#### Problem requirements
Rewrite the stretch from the line containing "label the yellow lanyard, a" through the end of the entries, keeping each request unchanged. In the answers, multiply every coordinate by 0.85 and round to whole numbers, with halves rounded up.

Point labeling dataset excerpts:

++++++++++

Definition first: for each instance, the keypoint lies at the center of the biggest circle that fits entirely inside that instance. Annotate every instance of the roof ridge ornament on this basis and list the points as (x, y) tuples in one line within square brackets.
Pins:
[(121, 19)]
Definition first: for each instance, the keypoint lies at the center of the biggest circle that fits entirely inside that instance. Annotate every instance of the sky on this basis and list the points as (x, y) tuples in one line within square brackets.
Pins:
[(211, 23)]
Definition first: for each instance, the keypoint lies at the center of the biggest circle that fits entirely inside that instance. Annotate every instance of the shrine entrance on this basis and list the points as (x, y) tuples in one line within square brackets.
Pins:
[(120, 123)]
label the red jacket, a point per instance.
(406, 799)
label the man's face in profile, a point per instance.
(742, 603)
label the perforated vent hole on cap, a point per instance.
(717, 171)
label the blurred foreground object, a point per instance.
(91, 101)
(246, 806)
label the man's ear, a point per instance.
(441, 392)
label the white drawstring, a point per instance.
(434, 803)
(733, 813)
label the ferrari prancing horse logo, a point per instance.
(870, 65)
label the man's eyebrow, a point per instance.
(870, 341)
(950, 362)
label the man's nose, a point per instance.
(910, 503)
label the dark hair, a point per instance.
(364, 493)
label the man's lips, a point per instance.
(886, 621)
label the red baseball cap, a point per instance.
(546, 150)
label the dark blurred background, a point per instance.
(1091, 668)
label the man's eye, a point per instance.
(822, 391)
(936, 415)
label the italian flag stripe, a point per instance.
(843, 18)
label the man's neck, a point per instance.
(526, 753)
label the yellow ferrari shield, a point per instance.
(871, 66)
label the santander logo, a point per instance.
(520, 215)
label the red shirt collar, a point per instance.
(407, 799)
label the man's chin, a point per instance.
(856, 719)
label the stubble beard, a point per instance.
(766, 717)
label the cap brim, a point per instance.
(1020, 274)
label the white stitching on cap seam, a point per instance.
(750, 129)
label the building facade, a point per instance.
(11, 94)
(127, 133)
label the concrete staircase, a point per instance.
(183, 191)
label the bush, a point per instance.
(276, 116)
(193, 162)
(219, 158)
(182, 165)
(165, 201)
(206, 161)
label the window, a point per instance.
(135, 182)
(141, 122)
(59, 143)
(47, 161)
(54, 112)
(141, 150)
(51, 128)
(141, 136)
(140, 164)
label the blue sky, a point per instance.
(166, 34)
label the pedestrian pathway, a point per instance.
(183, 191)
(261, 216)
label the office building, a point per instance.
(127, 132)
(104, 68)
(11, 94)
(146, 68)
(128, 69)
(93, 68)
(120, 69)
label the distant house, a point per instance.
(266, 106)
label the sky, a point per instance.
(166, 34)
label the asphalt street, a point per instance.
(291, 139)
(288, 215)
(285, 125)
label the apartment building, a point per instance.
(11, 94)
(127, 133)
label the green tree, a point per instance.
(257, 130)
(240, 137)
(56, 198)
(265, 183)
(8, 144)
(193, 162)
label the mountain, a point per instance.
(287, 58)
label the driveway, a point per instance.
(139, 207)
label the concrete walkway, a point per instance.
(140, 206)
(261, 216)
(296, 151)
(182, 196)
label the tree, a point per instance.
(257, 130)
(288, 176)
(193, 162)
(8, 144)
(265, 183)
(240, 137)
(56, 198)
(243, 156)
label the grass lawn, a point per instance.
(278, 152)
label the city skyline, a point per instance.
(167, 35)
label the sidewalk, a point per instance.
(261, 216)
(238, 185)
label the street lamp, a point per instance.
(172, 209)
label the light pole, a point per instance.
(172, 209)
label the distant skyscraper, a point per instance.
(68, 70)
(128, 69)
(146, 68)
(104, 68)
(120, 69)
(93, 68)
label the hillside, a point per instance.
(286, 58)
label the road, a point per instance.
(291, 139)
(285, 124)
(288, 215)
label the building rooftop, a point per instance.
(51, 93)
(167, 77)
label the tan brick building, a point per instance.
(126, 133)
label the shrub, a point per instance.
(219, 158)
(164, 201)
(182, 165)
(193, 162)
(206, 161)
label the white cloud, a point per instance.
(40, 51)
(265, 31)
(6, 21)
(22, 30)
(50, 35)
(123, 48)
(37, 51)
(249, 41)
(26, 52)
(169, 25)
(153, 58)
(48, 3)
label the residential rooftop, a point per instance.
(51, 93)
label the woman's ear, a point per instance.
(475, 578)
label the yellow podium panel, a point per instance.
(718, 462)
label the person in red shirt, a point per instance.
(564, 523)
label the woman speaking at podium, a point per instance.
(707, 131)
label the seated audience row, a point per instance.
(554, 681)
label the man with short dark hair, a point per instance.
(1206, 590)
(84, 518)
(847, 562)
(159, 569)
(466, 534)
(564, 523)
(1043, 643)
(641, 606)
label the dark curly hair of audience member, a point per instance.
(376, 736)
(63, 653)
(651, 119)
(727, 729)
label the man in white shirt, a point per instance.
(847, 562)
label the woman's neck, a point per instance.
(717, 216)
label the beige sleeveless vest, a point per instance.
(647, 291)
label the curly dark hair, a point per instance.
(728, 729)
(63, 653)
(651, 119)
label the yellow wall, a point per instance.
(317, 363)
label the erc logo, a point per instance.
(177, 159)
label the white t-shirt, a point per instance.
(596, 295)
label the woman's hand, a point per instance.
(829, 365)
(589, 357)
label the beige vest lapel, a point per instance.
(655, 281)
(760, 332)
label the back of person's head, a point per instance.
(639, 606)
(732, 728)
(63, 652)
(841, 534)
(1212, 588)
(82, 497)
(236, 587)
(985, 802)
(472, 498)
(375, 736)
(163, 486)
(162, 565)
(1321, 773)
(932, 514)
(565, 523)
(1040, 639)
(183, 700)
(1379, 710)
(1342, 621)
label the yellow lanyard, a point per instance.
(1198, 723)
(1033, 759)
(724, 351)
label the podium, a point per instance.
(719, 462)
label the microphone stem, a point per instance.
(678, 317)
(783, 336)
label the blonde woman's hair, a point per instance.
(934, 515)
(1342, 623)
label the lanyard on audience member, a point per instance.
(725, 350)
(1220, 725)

++++++++++

#### Task solution
label the yellow lanyard, a point per instance.
(1018, 615)
(878, 645)
(615, 298)
label the podium, a point per instance.
(611, 393)
label the microphone stem, a point per instance.
(576, 269)
(666, 286)
label the blonde woman's hair, a point per instance.
(794, 438)
(1141, 530)
label the lanyard on audience member, a point per instance.
(616, 298)
(1037, 616)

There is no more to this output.